READING TEXT:

____

Also in 2025, The APT Travel Group's Travelmarvel brand announced the launch of Travelmarvel Sirius, a Nile River cruise ship that entered service in 2026. In 2026, Travelmarvel launched its newest European river ship, Travelmarvel Rigel, built for the Rhine, Main and Danube rivers, and joining sister vessels Polaris, Capella and Vega.

===Investment in Europe and the UK===
In 2011, APT invested in UK-based travel company Noble Caledonia with the Swedish expedition and destination cruise ship experts, Salén Ship Management, which operates luxury small ship cruising and land touring worldwide, with the 114-passenger MS Island Sky. In 2012, the company then bought a sister ship, renaming her as MS Caledonian Sky.

In 2026, The APT Travel Group acquired a majority stake in Rodina Holdings Ltd, the parent company of UK-based solo travel operator One Traveller. The APT Travel Group CEO David Cox and The APT Travel Group Family Principal and Director Lou Tandy (nee McGeary) were appointed as directors of the company alongside Alexander Roberts.

===Wilderness camps and lodges===
APT's network of wilderness lodges located in the Kimberley region of Western Australia include Mitchell Falls Wilderness Lodge, Bell Gorge Wilderness Lodge, and the Bungle Bungle wilderness lodge. These camps are situated on Aboriginal land by special agreement with local indigenous communities and are available to both APT tourists and self-drive travellers.

===Golden Eagle/GW Travel===
In 2009, APT acquired the majority interest in GW Travel, a provider of long distance luxury rail journeys. Founded by Tim Littler, GW Travel is a company that operates private trains in Russia, Mongolia, China, Tibet, India, Canada and Africa and holds an exclusive lease on the new Golden Eagle Trans-Siberian Express. In 2012, this was renamed to Golden Eagle Luxury Trains (GELT).

===Murray River Paddlesteamers===

In 2026, The APT Travel Group acquired a majority stake in Murray River Paddlesteamers, an operator based in Echuca, Victoria. The acquisition included the paddle steamers PS Canberra, PS Emmylou and PS Australian Star.

____

TASKS AND EXERCISES:
(a) Name every wilderness lodge in the Kimberley region that the APT Travel Group text lists.
(b) According to the APT Travel Group text, what allows APT's Kimberley camps to be located on Aboriginal land?
(c) Carry on the APT Travel Group text from its final sentence.
The material that comes next is separate from the APT Travel Group text.

____

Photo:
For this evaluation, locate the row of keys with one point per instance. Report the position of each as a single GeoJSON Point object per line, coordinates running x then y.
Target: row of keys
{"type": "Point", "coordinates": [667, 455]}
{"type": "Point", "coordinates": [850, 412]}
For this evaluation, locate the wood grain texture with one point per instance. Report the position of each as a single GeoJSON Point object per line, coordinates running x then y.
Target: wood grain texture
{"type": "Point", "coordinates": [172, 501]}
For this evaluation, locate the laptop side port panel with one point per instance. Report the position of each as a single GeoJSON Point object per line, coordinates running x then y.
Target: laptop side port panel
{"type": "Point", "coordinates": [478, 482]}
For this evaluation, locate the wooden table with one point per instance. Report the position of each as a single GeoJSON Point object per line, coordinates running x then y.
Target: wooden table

____

ANSWERS TO THIS EXERCISE:
(a) Mitchell Falls Wilderness Lodge, Bell Gorge Wilderness Lodge, Bungle Bungle wilderness lodge

(b) The camps sit on Aboriginal land by special agreement with local indigenous communities.

(c)
==The APT Travel Group==
Australian Pacific Touring is the flagship company for the APT Travel Group, which currently consists of several brands.

- 1996 – Travelmarvel
- 2000 – Botanica World Discoveries
- 2001 – Captains Choice
- 2001 – Croydon Travel
- 2003 – APT Kimberley Wilderness Adventures

===Sustainability===

APT Luxury Travel’s network of Kimberley Wilderness Lodges achieved ECO Certification through Ecotourism Australia for the 20th consecutive year in 2026, inducting the company into Ecotourism Australia’s Hall of Fame. APT’s Wilderness Lodges and Kimberley touring program are designed to minimise environmental impact, protect natural and cultural heritage, and support First Nations communities.

In 2026, The APT Travel Group achieved B Corporation Certification, meeting B Lab’s verified standards for social, environmental and governance business practices. Based on the B Impact assessment, The APT Travel Group earned an overall B Impact Score of 87.2.

The APT Travel Group, through its charitable fund OneTomorrow, supports a range of environmental and humanitarian causes across the globe.

===Awards and recognition===

APT Luxury Travel has received industry recognition including the Australian Federation of Travel Agents' Most Outstanding Tour Operator – Global award (2023) and Best River Cruise Operator (2015–2019). In 2023, it was also named Best Holiday Operator in the Reader's Digest Quality Service Awards, a consumer-voted award.

In 2025, The APT Travel Group was recognised as one of Deloitte Private’s 2025 Best Managed Companies. The company was also named a finalist in the 2026 Financial Review BOSS Best Places to Work Awards.